■ **Supplied material**
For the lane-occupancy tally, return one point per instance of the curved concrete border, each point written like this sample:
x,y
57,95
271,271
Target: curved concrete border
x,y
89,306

■ **Work instructions**
What is needed is an exact copy of all the data above.

■ **Task result**
For the lane-occupancy tally, return one point per instance of the curved concrete border, each point written like this sample:
x,y
57,95
271,271
Target: curved concrete border
x,y
89,306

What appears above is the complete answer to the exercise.